Duplicate the passage of the FOSDEM announcement below from "To increase our" up to and including "organize the details.".

## begin DOCUMENT EXCERPT

The goal is to provide Free Software and Open Source developers and
communities a place to meet with other developers and projects, to be
informed about the latest developments in the Free Software and Open
Source world, to attend interesting talks and presentations by Free
Software and Open Source project leaders and committers on various
topics, and to promote the development and the benefits of Free
Software and Open Source solutions.
At previous FOSDEM events, Ada-Belgium [2] has organized some very well
attended Ada Developer Rooms, offering a full day program in 2006 [3]
and a two-day program earlier this year [4].
Each year the number of applications for DevRooms outnumbers the
available space, presenting the organizers with a difficult selection
[5]. For 2010, the conditions specify "a preference for requests with
a general topic, e.g. from projects with similar goals/domains" and
"be involved in Free or Open Source Software (the projects produce and
release software under an open source license or otherwise contribute
to open source activities and communities)". Many Ada-related topics
and projects fit those conditions very well, so we are considering to
submit a proposal for FOSDEM 2010, and thus need to show that this
would attract sufficient interest.
To increase our chances to be allocated a DevRoom, we'd like to have
a proposal with the full schedule of all presentations ready by the
deadline for DevRoom requests.
Therefore, Ada-Belgium calls on you to:
- Inform us at ada-belgium-board@cs.kuleuven.be about specific
presentations you would like to hear in an Ada DevRoom.
- For bonus points, subscribe to the Ada-FOSDEM mailing list [6] to
discuss and help organize the details.
- For more bonus points, be a speaker: the Ada-FOSDEM mailing list is
the place to be!

## end DOCUMENT EXCERPT
## begin LISTING

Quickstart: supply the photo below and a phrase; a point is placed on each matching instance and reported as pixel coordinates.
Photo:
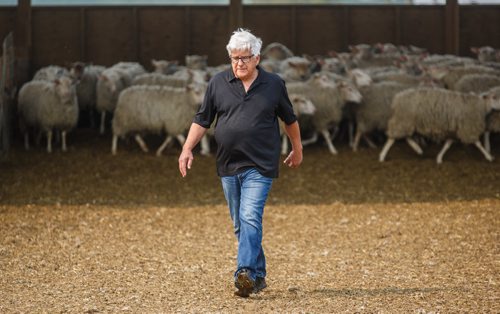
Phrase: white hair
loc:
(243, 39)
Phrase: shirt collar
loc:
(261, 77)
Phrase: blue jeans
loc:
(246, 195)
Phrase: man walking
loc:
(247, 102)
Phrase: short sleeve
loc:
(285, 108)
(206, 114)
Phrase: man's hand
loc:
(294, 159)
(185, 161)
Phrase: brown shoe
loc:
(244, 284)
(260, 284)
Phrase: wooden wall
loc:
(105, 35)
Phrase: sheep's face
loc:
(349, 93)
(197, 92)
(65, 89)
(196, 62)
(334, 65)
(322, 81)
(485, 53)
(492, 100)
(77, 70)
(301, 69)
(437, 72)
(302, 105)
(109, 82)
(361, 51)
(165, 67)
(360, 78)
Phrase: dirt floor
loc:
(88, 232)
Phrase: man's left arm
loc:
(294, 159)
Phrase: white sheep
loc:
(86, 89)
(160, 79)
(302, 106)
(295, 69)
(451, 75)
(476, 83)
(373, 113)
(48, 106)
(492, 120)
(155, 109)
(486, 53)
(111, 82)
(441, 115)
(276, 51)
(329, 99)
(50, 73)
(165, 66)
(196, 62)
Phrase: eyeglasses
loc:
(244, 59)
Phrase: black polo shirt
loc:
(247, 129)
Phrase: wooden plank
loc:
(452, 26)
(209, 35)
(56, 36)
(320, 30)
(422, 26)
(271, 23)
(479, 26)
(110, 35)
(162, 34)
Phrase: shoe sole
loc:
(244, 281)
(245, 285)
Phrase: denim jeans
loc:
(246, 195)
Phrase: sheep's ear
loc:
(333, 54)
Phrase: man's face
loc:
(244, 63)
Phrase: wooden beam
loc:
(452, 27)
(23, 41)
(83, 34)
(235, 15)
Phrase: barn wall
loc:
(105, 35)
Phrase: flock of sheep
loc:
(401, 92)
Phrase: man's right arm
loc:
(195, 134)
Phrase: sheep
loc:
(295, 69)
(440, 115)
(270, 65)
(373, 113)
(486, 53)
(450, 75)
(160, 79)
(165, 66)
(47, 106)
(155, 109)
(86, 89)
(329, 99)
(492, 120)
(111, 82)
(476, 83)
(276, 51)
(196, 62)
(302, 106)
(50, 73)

## end LISTING
## begin LISTING

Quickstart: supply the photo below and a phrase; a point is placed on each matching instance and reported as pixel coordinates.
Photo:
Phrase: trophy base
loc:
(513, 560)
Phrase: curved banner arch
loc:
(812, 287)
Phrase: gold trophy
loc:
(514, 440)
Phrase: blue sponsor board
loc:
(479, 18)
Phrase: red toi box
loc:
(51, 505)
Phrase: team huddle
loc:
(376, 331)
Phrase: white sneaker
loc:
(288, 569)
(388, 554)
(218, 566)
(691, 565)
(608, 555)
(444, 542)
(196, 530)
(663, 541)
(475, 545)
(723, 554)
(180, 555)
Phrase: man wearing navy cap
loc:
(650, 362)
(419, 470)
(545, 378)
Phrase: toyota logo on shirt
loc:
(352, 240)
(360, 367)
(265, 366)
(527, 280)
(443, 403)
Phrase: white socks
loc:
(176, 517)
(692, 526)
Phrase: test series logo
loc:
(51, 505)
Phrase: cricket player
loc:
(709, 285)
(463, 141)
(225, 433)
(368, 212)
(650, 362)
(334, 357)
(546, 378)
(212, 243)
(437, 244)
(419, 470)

## end LISTING
## begin LISTING

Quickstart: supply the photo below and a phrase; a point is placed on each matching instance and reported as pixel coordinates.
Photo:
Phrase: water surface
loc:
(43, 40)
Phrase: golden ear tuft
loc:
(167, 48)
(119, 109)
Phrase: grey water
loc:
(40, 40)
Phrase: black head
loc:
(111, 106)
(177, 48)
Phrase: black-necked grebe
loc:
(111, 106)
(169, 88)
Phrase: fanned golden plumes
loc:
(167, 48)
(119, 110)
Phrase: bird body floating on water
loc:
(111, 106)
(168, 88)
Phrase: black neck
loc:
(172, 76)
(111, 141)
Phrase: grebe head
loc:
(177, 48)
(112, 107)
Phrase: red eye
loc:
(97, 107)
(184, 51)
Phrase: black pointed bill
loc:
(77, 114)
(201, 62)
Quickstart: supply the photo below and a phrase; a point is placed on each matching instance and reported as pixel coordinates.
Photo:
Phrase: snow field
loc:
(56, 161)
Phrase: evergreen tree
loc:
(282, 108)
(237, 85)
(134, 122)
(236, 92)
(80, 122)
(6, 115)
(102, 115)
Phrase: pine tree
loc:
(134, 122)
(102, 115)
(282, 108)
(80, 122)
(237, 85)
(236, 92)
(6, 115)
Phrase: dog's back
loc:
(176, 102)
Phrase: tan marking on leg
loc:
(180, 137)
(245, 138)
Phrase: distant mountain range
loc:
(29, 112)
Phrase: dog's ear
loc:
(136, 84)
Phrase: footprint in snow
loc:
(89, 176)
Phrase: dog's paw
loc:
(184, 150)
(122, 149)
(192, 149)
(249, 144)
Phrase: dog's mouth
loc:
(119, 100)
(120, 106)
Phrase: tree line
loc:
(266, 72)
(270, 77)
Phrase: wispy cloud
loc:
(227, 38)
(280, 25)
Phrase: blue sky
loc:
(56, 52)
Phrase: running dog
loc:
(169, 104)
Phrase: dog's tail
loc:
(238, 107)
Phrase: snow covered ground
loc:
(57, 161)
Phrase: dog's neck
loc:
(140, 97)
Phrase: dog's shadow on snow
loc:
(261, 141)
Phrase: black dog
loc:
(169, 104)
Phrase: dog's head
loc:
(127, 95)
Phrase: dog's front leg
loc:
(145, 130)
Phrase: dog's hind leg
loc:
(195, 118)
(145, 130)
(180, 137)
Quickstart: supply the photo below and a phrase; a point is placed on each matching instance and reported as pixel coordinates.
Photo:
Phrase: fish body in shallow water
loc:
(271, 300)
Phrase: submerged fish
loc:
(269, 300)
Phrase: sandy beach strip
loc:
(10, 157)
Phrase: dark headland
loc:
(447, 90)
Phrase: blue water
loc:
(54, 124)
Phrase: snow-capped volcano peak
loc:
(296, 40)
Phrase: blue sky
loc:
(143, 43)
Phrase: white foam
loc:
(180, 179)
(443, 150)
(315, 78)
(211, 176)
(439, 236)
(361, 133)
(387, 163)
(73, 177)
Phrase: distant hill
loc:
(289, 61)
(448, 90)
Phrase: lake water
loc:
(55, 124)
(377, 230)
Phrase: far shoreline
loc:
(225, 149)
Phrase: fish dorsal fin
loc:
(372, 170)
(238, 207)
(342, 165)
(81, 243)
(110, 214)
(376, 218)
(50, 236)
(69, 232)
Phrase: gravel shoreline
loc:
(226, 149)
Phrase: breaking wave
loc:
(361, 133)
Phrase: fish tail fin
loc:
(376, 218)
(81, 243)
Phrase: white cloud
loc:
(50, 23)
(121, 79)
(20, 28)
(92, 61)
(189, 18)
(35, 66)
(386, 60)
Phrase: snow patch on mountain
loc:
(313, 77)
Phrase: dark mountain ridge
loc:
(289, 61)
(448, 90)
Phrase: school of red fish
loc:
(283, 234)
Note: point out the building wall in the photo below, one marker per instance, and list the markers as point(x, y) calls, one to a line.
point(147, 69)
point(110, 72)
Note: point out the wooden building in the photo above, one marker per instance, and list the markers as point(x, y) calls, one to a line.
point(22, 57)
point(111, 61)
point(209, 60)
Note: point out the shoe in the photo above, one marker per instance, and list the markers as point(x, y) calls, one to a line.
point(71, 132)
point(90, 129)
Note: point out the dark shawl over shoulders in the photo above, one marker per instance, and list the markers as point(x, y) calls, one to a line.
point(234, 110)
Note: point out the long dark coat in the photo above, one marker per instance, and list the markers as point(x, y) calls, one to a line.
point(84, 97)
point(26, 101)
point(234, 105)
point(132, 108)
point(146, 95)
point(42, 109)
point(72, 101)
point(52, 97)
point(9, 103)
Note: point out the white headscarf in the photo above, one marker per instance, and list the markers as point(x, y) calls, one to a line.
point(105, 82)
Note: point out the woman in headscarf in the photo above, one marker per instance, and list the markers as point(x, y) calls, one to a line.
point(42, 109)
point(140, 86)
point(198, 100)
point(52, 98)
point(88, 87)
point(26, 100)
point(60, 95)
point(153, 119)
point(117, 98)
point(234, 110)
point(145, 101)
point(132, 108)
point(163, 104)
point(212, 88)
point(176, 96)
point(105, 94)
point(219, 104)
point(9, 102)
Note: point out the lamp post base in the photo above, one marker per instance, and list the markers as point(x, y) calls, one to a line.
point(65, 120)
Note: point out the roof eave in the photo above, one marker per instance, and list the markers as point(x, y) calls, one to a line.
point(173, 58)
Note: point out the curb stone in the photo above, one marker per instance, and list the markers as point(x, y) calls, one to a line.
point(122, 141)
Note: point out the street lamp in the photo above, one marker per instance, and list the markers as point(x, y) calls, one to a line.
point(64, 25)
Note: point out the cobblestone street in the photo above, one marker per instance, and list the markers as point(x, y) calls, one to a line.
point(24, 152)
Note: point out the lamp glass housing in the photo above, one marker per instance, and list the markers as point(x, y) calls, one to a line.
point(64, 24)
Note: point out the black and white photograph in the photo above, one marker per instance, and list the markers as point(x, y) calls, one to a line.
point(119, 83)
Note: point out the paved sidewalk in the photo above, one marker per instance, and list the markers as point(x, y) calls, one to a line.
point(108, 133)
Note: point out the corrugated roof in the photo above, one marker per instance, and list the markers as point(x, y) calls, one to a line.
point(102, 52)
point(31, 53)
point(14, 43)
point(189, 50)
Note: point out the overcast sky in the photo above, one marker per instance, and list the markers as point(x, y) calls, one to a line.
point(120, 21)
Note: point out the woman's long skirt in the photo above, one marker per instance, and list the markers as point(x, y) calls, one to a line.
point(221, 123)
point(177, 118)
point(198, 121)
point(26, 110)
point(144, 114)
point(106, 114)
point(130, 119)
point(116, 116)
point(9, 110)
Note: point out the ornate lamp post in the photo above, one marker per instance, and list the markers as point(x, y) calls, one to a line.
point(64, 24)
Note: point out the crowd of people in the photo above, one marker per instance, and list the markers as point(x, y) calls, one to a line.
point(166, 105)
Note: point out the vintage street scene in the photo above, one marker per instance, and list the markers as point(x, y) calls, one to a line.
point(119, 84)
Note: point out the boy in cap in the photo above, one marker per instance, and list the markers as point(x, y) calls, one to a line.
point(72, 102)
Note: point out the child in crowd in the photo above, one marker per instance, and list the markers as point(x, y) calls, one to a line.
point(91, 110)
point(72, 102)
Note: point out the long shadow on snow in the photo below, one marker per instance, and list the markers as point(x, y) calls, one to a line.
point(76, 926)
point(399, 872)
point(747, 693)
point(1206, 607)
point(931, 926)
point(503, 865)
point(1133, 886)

## end LISTING

* [RESULT]:
To increase our chances to be allocated a DevRoom, we'd like to have
a proposal with the full schedule of all presentations ready by the
deadline for DevRoom requests.
Therefore, Ada-Belgium calls on you to:
- Inform us at ada-belgium-board@cs.kuleuven.be about specific
presentations you would like to hear in an Ada DevRoom.
- For bonus points, subscribe to the Ada-FOSDEM mailing list [6] to
discuss and help organize the details.